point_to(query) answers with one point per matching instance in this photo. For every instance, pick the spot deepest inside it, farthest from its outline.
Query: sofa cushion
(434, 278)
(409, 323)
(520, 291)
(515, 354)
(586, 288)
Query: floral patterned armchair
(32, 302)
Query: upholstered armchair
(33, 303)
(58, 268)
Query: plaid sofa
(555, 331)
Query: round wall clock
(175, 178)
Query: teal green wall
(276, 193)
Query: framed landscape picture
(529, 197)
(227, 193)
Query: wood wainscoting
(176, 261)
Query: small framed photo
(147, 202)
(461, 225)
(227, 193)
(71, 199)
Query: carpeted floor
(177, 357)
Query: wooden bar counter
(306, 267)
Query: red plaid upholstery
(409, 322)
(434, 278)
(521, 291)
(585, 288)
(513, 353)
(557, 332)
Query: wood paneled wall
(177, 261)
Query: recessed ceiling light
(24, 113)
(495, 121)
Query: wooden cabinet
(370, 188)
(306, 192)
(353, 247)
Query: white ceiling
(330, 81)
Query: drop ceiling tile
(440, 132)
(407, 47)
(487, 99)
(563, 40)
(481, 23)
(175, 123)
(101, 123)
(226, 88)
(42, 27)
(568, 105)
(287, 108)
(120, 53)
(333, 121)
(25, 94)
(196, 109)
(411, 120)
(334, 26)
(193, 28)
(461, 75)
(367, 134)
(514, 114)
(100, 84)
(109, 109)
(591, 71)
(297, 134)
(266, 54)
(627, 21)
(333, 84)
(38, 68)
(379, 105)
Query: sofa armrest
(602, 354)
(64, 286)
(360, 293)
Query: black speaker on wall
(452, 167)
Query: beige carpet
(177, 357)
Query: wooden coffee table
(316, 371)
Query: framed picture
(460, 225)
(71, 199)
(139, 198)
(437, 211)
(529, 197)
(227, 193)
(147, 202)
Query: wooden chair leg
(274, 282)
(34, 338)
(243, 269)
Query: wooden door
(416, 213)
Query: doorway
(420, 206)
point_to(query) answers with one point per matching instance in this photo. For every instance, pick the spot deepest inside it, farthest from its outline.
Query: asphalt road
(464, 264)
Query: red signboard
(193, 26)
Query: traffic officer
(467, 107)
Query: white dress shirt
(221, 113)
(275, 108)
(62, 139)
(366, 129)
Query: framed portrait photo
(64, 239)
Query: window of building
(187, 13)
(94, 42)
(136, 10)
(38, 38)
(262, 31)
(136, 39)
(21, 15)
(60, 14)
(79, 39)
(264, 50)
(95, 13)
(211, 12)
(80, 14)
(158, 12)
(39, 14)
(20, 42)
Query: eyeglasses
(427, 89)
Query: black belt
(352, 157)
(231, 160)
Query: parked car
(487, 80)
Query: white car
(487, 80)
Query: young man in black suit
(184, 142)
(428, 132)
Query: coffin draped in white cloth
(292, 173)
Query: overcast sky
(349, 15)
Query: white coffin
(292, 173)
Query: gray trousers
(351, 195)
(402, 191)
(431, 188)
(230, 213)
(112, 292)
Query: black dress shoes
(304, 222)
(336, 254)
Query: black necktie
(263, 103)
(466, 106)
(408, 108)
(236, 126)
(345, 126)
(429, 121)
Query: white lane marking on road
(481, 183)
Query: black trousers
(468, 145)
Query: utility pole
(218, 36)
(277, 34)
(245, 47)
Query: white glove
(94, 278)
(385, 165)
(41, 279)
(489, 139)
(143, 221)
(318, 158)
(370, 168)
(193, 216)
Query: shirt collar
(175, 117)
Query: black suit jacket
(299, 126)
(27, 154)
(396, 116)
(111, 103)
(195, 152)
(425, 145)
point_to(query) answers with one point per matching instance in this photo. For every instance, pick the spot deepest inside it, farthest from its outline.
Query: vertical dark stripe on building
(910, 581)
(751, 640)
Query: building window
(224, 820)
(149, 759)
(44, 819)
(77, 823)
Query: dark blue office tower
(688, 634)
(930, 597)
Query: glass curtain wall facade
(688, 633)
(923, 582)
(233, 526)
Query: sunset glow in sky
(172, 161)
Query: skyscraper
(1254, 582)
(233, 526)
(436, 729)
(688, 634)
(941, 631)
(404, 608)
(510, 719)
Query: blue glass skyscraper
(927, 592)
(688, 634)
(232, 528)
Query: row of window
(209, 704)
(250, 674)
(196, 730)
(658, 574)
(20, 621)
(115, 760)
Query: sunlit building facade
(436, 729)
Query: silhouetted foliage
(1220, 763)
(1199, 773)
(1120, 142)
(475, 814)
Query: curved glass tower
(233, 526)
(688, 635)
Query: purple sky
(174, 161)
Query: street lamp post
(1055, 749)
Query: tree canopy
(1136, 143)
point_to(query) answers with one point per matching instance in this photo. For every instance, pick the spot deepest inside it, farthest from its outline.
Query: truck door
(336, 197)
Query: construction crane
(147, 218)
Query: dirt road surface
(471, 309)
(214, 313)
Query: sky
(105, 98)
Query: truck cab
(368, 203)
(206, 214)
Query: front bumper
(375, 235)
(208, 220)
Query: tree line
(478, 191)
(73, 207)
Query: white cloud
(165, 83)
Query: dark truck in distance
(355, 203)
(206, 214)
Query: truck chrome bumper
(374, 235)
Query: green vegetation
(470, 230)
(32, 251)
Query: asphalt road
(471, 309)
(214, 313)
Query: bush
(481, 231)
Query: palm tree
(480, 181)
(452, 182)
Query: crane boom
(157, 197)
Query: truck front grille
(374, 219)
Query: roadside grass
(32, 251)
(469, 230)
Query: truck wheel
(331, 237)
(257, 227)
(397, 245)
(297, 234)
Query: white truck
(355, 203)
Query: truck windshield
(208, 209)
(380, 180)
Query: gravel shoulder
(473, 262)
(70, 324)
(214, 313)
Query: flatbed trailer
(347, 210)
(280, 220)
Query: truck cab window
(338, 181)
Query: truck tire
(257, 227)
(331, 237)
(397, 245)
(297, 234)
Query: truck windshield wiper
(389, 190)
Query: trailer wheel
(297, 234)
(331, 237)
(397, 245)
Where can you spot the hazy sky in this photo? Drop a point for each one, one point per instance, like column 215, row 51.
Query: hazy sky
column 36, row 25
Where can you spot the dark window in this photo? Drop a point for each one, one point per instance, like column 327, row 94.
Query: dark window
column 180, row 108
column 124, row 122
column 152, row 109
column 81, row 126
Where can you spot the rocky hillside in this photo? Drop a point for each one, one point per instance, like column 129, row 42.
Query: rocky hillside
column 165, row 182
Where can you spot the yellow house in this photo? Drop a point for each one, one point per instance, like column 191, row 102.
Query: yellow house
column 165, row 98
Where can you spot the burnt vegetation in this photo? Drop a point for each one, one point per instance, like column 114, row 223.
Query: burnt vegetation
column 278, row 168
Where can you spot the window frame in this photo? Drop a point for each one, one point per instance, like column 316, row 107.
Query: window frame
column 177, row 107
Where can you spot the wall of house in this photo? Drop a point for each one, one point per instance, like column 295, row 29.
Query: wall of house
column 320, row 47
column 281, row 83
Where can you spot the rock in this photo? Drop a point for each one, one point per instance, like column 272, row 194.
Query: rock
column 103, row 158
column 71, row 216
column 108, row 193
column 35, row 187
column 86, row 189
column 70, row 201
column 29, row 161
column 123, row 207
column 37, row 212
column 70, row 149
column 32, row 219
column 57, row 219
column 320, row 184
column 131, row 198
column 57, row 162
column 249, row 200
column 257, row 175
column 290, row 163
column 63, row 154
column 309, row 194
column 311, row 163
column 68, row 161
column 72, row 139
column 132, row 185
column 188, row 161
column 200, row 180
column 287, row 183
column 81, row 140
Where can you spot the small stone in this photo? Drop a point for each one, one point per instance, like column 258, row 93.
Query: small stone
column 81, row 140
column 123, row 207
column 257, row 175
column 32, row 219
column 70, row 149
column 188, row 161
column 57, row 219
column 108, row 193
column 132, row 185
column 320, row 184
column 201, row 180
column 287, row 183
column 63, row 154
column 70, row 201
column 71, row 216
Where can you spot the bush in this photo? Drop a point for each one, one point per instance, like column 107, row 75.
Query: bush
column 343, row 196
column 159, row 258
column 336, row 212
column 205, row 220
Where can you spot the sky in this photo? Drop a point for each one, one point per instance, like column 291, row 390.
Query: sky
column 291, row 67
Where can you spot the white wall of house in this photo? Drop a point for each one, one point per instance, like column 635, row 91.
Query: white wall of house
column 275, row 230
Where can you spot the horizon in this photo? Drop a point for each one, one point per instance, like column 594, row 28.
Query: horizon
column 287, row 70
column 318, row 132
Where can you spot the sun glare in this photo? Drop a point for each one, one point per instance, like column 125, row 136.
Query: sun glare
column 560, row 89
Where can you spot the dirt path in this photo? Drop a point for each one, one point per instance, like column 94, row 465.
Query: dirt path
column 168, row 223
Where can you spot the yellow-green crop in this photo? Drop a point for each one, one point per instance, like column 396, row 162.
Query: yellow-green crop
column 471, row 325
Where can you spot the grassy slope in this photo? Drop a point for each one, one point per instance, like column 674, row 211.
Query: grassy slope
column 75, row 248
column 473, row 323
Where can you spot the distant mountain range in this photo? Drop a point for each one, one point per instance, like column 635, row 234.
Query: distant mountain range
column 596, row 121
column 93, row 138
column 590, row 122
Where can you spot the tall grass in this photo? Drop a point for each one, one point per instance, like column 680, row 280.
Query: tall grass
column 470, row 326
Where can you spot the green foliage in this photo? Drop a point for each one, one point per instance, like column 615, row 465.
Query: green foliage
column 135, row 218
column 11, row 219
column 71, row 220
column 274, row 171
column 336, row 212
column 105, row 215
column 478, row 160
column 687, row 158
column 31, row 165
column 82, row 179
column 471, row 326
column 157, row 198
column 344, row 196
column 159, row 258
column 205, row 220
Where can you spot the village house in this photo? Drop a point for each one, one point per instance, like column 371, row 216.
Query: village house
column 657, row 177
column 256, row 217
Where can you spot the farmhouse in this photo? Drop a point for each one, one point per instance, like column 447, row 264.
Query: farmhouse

▶ _What this task involves_: Beginning at the line with "Where can you spot the farmhouse" and ending at the last line of the entries, print every line exactly.

▶ _Written answer_:
Where can you spot the farmhouse in this photo? Drop a point for each one, one point per instance, like column 447, row 264.
Query: farmhouse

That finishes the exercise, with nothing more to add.